> Texte proposé
10/6/2004
ENFIN LIBRES ! LEYLA ZANA ET SES TROIS COLLÈGUES ONT ÉTÉ LIBÉRÉS LE 9 JUIN APRÈS PLUS DE DIX ANS PASSÉS DANS LA PRISON D’ANKARA Leyla Zana, Hatip Dicle, Orhan Dogan et Selim Sadak, du parti pro-kurde de la Démocratie (DEP, dissous en 1994), ont été, le 9 juin, libérés par une cour d'appel après plus de 10 ans de prison. Les quatre ex-députés avaient été rejugés en avril mais le nouveau procès n'avait fait que confirmer la précédente condamnation, provoquant des réactions négatives de la part de l'Union européenne, que la Turquie espère intégrer. Un procureur avait demandé le 8 juin que le verdict soit cassé pour vice de procédure, ouvrant la voie à la libération des détenus.
La libération de Leyla Zana et de ses trois collègues parlementaires de la prison d'Ulucanlar d'Ankara, assiégée par une myriade de journalistes et par des milliers de militants kurdes jubilants, s'est faite dans une immense bousculade. Leyla Zana a failli tomber au sol, emportée par une vague de journalistes et par ses admirateurs dont certains agitaient des bouquets de fleurs. Sirri Sakik, un ancien député du parti pro-kurde de la Démocratie, lui-même inculpé à l'époque aux côtés de Leyla Zana, l'a attrapée d'un bras in extremis avant de la pousser vers une voiture alors que la foule criait “ le peuple kurde est fier de vous! ”.

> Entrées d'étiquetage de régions
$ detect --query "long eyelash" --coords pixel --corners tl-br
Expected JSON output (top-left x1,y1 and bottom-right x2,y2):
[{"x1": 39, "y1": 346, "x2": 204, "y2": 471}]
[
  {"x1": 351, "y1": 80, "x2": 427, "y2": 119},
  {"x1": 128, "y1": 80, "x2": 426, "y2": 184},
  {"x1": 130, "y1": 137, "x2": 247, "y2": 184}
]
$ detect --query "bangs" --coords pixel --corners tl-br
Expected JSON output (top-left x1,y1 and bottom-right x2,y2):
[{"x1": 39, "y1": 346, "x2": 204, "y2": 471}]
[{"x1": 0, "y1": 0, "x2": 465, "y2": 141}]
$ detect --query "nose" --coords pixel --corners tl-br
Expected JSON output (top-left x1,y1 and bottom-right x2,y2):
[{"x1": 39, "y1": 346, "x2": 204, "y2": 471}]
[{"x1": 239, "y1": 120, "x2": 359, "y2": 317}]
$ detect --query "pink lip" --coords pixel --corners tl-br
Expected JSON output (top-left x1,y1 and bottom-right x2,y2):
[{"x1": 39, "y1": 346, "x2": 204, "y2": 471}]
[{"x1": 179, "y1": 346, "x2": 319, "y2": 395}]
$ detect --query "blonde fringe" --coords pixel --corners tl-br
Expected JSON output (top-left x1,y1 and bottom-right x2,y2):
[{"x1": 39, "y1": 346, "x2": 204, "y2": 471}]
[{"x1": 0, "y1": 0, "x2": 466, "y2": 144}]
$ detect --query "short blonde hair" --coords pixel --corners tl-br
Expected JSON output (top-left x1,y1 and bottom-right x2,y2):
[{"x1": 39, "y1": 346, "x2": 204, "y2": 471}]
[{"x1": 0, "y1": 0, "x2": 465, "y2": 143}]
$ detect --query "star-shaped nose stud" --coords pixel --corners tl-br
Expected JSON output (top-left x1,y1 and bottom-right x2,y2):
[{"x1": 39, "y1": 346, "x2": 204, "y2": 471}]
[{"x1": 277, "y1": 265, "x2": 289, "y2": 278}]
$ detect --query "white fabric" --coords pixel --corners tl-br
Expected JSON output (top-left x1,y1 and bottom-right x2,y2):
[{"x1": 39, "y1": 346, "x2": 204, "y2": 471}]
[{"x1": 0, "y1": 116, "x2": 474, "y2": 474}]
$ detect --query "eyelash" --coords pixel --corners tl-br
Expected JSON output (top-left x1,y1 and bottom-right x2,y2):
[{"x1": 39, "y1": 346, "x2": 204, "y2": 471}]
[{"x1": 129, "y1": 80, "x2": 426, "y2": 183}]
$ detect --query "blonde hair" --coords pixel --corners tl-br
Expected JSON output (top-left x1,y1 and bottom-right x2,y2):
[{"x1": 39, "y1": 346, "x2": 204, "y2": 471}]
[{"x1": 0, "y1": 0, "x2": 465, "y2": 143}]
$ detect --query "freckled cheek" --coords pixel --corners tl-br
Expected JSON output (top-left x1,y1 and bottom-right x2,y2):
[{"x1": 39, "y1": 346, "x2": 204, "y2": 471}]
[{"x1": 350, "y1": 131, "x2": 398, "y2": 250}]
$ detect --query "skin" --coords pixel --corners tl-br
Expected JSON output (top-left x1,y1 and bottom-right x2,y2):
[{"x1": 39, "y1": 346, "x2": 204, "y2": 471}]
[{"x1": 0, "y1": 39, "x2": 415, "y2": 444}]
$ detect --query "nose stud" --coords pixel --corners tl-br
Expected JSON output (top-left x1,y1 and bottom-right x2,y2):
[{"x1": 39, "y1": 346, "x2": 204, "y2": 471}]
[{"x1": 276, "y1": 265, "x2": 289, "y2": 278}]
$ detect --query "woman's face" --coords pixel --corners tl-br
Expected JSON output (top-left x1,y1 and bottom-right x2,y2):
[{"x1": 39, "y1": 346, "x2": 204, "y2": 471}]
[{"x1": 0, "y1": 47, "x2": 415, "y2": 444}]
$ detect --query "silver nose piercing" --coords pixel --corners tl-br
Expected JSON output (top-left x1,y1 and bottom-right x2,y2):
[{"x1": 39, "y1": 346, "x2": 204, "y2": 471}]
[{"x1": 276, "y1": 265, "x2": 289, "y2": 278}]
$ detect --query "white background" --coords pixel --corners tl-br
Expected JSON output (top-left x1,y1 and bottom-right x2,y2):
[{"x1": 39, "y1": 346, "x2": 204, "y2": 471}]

> Exercices
1. Relevez chaque ligne des entrées qui contient la chaîne « eyelash » et recopiez-la.
2. Prolongez, s'il vous plaît, le texte sur la libération de Leyla Zana à partir de sa dernière phrase.

> Corrigé détaillé
1.
$ detect --query "long eyelash" --coords pixel --corners tl-br
$ detect --query "eyelash" --coords pixel --corners tl-br

2.
Dès l'annonce par une cour d'appel que les quatre détenus seraient immédiatement libérés en attendant la révision de leur dernier procès, des proches et de nombreux Kurdes d’Ankara ont entamé une attente anxieuse devant l'établissement pénitentiaire situé dans un quartier populaire de la capitale turque.
Autour du bâtiment, de très nombreux policiers ont été déployés pour assurer l'ordre. Par moment, ils sont intervenus avec des mégaphones auprès des militants kurdes qui dansaient en ronde au rythme de chansons folkloriques kurdes en faisant le "V" de la victoire pour leur demander de ne pas scander des “ slogans interdits ”
“ Je suis très contente. J'ai hâte de revoir ma fille et de rentrer à Diyarbakir ”, a affirmé Mme Hediye Dagli, la mère de Leyla Zana.
De son côté, Sirri Sakik a estimé que la décision de les libérer était “ tardive ”. “ Nous avons tous payé un lourd tribut pour obtenir plus de démocratie ”, a-t-il déclaré. “ Il y a 11 ans, nous avons été accusés de trahison. Mais les événements aujourd'hui nous donnent raison ”, a-t-il notamment déclaré.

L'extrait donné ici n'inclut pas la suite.